Items from a data source
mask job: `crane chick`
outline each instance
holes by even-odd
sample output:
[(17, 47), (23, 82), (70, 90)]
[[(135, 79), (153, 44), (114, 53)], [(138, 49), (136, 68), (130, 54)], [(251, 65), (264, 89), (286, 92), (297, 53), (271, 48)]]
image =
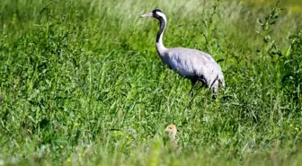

__GIVEN PROBLEM__
Reproduce the listing above line for line, without any changes, and omit the pictures.

__OUTPUT FOR THIS EXERCISE__
mask job: `crane chick`
outline each instance
holes by even-odd
sample output:
[(17, 47), (23, 82), (70, 90)]
[[(135, 79), (153, 44), (114, 53)], [(138, 49), (136, 68), (130, 54)], [(251, 65), (264, 89), (286, 92), (297, 53), (271, 48)]]
image =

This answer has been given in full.